## Alıştırma görevi a
Kayıtlarda "One point marks each instance of the chair" ifadesinin geçtiği satırdan başlayarak kayıtların sonuna kadar bütün satırları, istek satırları ve her iki uçtaki satırlar dahil, yeniden yazın. Yanıtlardaki her koordinat değerini 1,5 ile çarpıp tam sayıya yuvarlayın; buçuklu sonuçları yukarı yuvarlayın.

## Metin parçası
Axa Sigorta CEO’su Yavuz Ölken, sigortacılığın Türk ekonomisinin yüksek büyümesinden yeterli payı alamadığından şikâyet ederek, “Her üç araçtan biri sigortalı. Sigortalı konut sayısı ise sadece yüzde 35. Daha gidecek çok yolumuz var” dedi.
Axa Sigorta CEO’su Yavuz Ölken, Türk ekonomisinin yüksek büyümesinden sigortacılığın yeterli payı alamadığını söyledi. Sigortalanma oranlarının istenilen seviyede olmadığını belirten Ölken, “Her üç araçtan biri kaskolu. Sigortalı konut sayısı sadece yüzde 35. Zorunlu deprem poliçe oranı bile yüzde 45. Halen sağlık sigortasında 2 milyon sigortalı bandındayız. Daha gidecek çok yolumuz var” dedi.

## Kayıt listesi
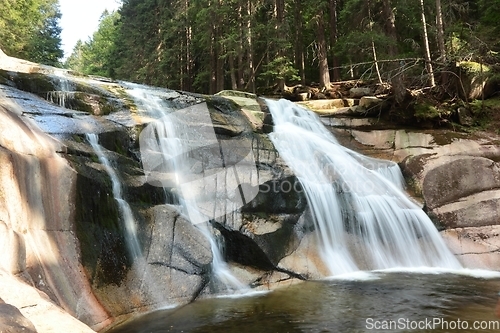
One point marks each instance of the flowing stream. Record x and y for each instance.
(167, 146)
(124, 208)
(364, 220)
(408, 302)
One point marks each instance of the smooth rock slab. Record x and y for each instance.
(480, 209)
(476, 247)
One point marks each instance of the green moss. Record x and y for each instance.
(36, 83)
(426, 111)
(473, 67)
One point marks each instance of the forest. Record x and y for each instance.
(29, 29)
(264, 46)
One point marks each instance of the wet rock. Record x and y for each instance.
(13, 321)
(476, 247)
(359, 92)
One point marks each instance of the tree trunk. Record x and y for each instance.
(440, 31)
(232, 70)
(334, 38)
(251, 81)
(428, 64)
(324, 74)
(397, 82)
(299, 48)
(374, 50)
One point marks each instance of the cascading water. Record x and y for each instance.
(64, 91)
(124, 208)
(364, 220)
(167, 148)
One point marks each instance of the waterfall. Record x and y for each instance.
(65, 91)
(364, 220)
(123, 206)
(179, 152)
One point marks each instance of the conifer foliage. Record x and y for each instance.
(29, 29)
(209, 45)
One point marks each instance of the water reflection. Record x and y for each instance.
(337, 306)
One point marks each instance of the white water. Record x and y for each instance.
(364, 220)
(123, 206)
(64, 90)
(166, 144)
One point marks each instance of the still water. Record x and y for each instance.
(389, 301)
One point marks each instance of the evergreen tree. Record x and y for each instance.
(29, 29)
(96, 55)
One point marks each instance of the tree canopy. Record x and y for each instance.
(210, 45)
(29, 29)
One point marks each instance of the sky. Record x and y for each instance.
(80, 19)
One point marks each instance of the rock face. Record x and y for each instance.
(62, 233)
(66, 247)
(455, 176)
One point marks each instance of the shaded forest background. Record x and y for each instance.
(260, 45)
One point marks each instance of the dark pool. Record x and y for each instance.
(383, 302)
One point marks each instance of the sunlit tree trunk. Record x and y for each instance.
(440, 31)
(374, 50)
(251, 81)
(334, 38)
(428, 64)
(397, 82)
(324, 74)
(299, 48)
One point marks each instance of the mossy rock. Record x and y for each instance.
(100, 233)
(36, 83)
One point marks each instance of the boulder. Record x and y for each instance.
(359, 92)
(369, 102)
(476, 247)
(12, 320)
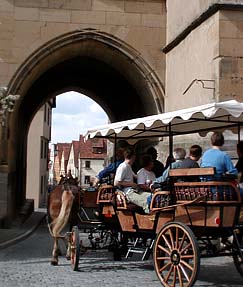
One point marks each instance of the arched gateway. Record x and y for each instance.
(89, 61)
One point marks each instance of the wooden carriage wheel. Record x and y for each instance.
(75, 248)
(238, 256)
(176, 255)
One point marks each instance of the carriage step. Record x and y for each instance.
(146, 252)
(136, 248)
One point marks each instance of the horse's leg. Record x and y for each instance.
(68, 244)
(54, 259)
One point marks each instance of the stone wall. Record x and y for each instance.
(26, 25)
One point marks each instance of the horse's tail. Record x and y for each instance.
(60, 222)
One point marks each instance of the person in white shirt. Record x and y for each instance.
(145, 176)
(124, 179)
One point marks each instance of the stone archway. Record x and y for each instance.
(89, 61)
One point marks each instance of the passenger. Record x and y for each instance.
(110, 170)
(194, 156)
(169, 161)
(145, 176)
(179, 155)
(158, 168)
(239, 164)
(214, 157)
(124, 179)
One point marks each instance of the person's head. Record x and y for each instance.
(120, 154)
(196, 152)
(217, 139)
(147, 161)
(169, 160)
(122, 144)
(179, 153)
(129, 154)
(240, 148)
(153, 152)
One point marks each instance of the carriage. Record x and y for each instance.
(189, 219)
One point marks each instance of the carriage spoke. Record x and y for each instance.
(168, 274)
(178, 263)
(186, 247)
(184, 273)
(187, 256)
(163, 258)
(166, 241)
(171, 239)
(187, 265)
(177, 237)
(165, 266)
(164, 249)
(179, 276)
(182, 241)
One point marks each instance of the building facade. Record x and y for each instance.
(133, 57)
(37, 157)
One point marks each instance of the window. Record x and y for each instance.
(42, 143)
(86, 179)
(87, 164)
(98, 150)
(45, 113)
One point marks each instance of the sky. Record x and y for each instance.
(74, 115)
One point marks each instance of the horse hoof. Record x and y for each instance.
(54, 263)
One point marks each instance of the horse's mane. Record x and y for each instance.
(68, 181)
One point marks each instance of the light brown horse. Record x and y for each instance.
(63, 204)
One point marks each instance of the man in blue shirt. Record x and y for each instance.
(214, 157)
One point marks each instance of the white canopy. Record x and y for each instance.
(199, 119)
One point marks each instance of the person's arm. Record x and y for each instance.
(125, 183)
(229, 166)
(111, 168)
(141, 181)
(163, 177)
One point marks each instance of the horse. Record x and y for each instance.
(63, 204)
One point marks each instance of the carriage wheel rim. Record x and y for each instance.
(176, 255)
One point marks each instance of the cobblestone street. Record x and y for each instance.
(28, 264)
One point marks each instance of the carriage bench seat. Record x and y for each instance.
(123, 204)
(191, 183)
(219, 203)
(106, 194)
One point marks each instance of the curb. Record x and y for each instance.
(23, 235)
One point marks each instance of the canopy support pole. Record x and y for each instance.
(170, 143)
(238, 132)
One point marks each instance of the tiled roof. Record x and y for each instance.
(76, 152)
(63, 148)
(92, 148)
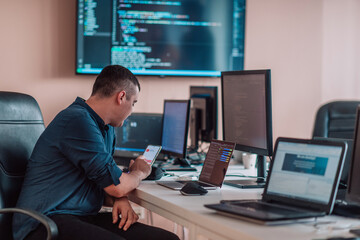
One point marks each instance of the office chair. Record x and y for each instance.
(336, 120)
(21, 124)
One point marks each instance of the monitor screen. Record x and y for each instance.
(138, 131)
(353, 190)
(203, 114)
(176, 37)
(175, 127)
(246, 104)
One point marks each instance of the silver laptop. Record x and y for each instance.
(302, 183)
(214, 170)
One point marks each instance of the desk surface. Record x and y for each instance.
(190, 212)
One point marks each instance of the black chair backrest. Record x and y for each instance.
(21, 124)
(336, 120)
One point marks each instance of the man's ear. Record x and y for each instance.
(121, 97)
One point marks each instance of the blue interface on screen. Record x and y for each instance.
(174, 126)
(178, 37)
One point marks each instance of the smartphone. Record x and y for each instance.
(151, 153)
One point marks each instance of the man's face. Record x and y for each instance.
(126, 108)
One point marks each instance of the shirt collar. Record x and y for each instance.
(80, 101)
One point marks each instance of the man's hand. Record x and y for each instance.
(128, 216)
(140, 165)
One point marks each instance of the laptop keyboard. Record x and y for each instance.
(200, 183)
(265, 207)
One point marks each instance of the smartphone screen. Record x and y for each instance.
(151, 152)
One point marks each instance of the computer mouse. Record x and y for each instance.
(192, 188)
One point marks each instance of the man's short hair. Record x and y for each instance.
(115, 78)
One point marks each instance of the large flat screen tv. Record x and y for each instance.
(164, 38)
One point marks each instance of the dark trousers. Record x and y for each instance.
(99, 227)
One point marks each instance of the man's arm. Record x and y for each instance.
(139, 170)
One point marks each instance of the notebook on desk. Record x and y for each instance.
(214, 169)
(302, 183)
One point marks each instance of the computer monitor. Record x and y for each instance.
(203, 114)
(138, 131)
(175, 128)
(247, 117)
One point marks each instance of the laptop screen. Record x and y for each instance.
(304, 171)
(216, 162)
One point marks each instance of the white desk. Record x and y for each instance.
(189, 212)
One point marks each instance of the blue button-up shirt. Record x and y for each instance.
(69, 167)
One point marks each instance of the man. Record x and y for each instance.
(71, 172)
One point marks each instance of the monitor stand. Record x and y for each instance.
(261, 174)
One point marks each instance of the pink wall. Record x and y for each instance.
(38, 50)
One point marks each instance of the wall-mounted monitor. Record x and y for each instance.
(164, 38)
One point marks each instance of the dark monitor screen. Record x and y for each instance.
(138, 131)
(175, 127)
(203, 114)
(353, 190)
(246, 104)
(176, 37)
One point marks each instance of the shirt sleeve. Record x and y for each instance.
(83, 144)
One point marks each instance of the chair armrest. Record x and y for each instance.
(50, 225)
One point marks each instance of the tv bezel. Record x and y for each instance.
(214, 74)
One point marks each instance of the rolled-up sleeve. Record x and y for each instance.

## Alıştırma görevi b
Axa Sigorta ile ilgili metne göre zorunlu deprem poliçe oranı yüzde kaçtır?

## Nihai yanıt a
One point marks each instance of the chair armrest. Record x and y for each instance.
(75, 338)
One point marks each instance of the tv bezel. Record x and y for each instance.
(321, 111)
One point marks each instance of the rolled-up sleeve. Record x and y for each instance.

## Nihai yanıt b
Zorunlu deprem poliçe oranı yüzde 45'tir.